**Что сделать**
Проверьте по фрагменту о романе «Жизнь насекомых», верны ли утверждения; на каждое ответьте «да» или «нет» и подтвердите ответ точной цитатой из фрагмента.
1. Роман написан по воспоминаниям лета.
2. Глава о растении, которое ест мух, осталась в романе.
3. Один из друзей после чтения главы о жуках пил три дня подряд.
=== Фрагмент текста ===
Толстый рыжий муравей в морской форме; на его бескозырке золотыми буквами выведено «Iван Крилов», на груди блестел такой огород орденских планок, какой можно вырастить, только унавозив нагрудное сукно долгой и бессмысленной жизнью. — 15. Энтомопилог

О романе

[править]
  •  

Лэрд: Что стало отправной точкой для создания «Жизни насекомых»?
— Я люблю насекомых, и я написал это, потому что мой друг подарил мне небольшой том, красивую, глянцевую книг про американских насекомых с очень красивыми яркими цветными иллюстрациями. Так что я внимательно её прочитал и больше мне ничего не было нужно, потому что это книга, показав мне этих милых насекомых и снабдив интересными подробностями, послужила мне своего рода записной книжкой. Таким образом, в определённом смысле я почувствовал, что мне не надо писать книгу, или надо написать только её часть — основные главы были уже в этом томе. Хотя существуют определённые вещи, которые я убрал, например, глава о растении, которое ест мух. Я решил, что это может оказаться несколько мрачным и болезненным. Я не знаю, как это звучит в литературном смысле, может быть, это не очень хорошо говорить, но для меня она по-прежнему источник тепла, я чувствую, что от романа исходит тепло.
<…> Коктебель это просто как небольшая Москва, нет смысла туда ехать, если вы хотите уединиться.
Я написал «Жизнь насекомых» сразу после того как я провёл там лето, по воспоминаниям лета, поэтому он несёт такие личные ассоциации, это похоже на то, как вы улавливаете какой-то аромат и вдруг вспоминаете всю ситуацию, когда вы чувствовали этот запах последний раз, и все возвращается к вам, хотя вы думали, что всё уже забыли[1]. Для меня этот роман как законсервированное лето, как запах во флаконе. <…>
корр.: Для меня самый мощным образом в романе был образ жуков, бесконечно толкающих перед собой шар, представляющий накопления их жизни, и тем самым лишающим себя возможности смотреть вперёд.
— Мой друг сделал мне хороший комплимент, когда сказал, что он пил подряд три дня после прочтения главы о жуках. Для меня это может быть тоже самой значимой частью романа.

  — Виктор Пелевин, интервью Салли Лэрд, 1993-94
  •  

… роман-манифест, где отечественный постмодерн спешит подкузьмить традицию. <…> Вот же вам, традиционалистам, на пробу скособоченная архитектоника, размазанная структура образов <…>. Да ещё в придачу ко всему романное пространство сплошь унавожено…
<…> наш бодрый постмодерн не догадался отрефлектировать эту универсалию — «Они свято верили». Принял, как есть. Только <…> потряс округу сардоническим смехом: «Ну совки-и! Верили! В такую-то бредятину!» И пером В. Пелевина изобразил совковые руки, мнущие навозный ком.[2]

  Виктор Камянов
  •  

Творческая манера Пелевина восходит к компьютерной игре, но не в меньшей степени — к «Симфониям» Андрея Белого. Речь <…> о картине мира в пелевинской прозе. Именно во второй симфонии Андрея Белого герою открывается тайна: оказывается, в потустороннем мире «такая же комната, с такими обоями, как во всяком казённом заведении». Эта идея <…> наиболее полного воплощения достигает в «Жизни насекомых» <…>. Тщета жизни, её суетность — далеко не главное здесь: важней та новая для Пелевина интонация пронзительной жалости к персонажам, которая делает «Жизнь насекомых» не холодноватым постмодернистским «текстом», но весьма человечной, почти сентиментальной сказкой. <…> более человечного романа в 1993 году, кажется, не было. Писать о насекомых полезно: люди не внушают жалости, они больше и опаснее.
=== Материал упражнения ===
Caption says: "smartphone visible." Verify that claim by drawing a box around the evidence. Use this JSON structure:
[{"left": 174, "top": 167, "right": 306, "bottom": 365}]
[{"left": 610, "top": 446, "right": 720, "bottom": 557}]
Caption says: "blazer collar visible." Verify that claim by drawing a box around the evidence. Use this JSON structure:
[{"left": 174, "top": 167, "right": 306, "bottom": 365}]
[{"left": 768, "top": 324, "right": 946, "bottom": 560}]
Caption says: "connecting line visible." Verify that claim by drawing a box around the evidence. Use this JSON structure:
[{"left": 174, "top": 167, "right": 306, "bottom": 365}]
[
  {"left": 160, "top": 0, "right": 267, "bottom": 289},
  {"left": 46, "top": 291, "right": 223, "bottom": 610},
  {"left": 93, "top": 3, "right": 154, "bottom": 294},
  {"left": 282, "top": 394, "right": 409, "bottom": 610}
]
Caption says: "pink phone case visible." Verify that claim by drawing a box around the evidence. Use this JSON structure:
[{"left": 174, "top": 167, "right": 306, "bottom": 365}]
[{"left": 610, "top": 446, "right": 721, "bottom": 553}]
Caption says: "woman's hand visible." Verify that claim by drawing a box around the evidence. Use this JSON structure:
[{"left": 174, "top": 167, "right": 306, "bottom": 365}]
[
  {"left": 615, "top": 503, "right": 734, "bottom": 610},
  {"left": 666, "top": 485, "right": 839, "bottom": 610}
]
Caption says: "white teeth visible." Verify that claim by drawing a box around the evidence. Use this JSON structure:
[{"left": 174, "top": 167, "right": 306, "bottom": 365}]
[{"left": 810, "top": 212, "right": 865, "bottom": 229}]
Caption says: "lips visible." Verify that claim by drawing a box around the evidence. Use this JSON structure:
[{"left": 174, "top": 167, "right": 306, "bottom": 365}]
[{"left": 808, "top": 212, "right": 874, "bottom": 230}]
===
**Результат выполнения**
1. Да: «по воспоминаниям лета».
2. Нет: «существуют определённые вещи, которые я убрал, например, глава о растении, которое ест мух».
3. Да: «он пил подряд три дня после прочтения главы о жуках».